◆ Given exercise
Pull out every line of the records that contains the word "green", copying each one in full. Case counts.

═══

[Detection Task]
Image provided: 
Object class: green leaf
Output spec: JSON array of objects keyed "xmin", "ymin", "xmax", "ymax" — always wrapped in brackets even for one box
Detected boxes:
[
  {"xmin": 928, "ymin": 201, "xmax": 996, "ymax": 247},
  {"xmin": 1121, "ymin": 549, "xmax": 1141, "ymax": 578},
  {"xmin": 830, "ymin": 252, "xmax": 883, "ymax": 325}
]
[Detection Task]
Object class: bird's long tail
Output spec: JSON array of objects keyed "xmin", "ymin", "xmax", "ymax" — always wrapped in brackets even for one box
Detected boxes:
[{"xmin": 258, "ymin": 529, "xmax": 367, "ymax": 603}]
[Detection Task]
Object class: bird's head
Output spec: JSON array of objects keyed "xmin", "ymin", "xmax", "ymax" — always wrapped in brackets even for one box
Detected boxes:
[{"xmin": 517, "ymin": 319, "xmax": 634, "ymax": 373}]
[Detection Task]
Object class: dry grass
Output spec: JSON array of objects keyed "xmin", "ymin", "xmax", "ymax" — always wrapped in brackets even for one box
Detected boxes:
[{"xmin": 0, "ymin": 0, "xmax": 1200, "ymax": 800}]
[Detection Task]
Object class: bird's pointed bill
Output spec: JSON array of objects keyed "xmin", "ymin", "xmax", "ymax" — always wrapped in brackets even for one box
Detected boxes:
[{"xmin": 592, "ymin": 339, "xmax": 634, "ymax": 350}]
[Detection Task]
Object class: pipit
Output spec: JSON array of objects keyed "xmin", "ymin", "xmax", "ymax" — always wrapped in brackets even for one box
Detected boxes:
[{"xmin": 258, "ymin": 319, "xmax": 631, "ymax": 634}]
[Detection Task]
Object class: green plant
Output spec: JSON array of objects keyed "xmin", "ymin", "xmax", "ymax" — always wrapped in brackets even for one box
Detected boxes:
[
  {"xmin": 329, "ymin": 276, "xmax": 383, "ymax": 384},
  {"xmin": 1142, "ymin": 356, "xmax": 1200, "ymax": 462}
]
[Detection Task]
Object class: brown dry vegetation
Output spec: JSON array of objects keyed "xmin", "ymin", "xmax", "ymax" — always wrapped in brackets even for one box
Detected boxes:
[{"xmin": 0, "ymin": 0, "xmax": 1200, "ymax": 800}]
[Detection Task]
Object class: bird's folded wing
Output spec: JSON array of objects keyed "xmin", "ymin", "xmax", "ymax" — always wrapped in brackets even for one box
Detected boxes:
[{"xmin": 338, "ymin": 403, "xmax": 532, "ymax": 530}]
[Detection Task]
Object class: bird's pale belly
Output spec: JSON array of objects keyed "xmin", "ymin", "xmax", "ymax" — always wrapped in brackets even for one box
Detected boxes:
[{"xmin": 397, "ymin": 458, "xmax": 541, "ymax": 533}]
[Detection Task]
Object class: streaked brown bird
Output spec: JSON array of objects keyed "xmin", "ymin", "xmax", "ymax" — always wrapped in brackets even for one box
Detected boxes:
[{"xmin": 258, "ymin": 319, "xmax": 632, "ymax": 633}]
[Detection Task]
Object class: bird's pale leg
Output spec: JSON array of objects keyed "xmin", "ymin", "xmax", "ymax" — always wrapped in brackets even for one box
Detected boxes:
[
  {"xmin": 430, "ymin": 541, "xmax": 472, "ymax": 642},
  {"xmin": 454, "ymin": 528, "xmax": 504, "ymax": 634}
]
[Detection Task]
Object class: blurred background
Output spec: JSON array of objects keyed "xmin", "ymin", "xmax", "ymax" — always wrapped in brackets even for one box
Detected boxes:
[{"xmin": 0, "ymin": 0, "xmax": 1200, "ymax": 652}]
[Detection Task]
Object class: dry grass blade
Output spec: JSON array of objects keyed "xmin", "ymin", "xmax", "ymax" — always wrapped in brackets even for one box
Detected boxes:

═══

◆ In response
Object class: green leaf
Object class: green plant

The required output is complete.